DATA Step, Macro, Functions and more

Handling incomplete data rows in unstructured data

Reply
Contributor
Posts: 33

Handling incomplete data rows in unstructured data

Hi SAS Forum,
I am having the attached “.txt” file that should be converted to a SAS data set.

It has following 8 variables. And has 5 observations..


Category
SurName 
First_Name 
salary_1 
salary_2 
company 
Profession 
Year

 

Q:

When I imported using "Import Data" functionality in SAS, first 3 records get correctly imported.

Howerver, a part of values for "profession" variable for last 3 records get running into the next variable, which is "Income".

I have attahced an Excel table to show the wrong and correct answers.

 

Could you help me to correctly import the ".txt" file.

Thanks

 

Mirisa

Contributor
Posts: 33

Re: Handling incomplete data rows in unstructured data

Hi Forum again,

This is the txt file needs to be converted to a SAS data set.

[RECORDED DATA]
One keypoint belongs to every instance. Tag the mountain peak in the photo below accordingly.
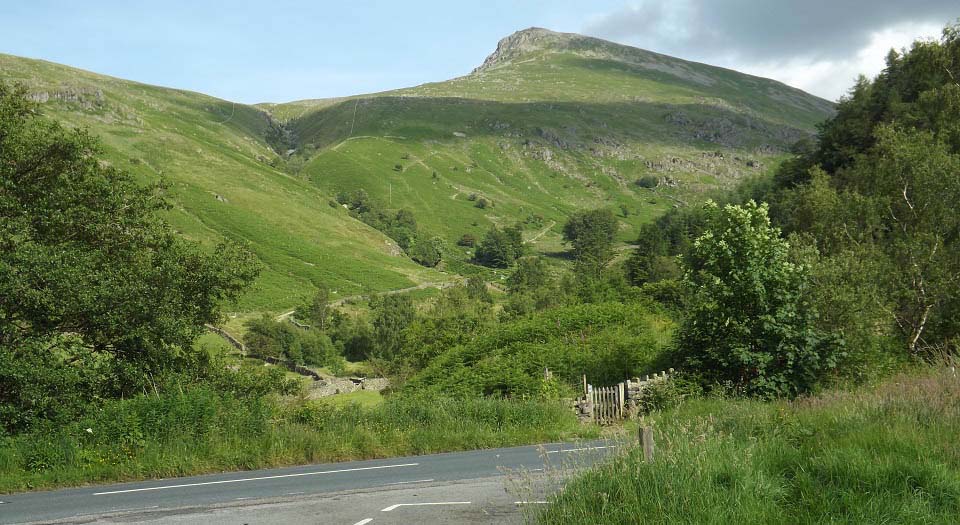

[TASK INSTRUCTIONS]
Copy the SAS forum thread on importing incomplete data rows, word for word, from start to finish.

[THE REPLY]
DATA Step, Macro, Functions and more

Handling incomplete data rows in unstructured data

Reply
Contributor
Posts: 33

Handling incomplete data rows in unstructured data

Hi SAS Forum,
I am having the attached “.txt” file that should be converted to a SAS data set.

It has following 8 variables. And has 5 observations..


Category
SurName 
First_Name 
salary_1 
salary_2 
company 
Profession 
Year

 

Q:

When I imported using "Import Data" functionality in SAS, first 3 records get correctly imported.

Howerver, a part of values for "profession" variable for last 3 records get running into the next variable, which is "Income".

I have attahced an Excel table to show the wrong and correct answers.

 

Could you help me to correctly import the ".txt" file.

Thanks

 

Mirisa

Contributor
Posts: 33

Re: Handling incomplete data rows in unstructured data

Hi Forum again,

This is the txt file needs to be converted to a SAS data set.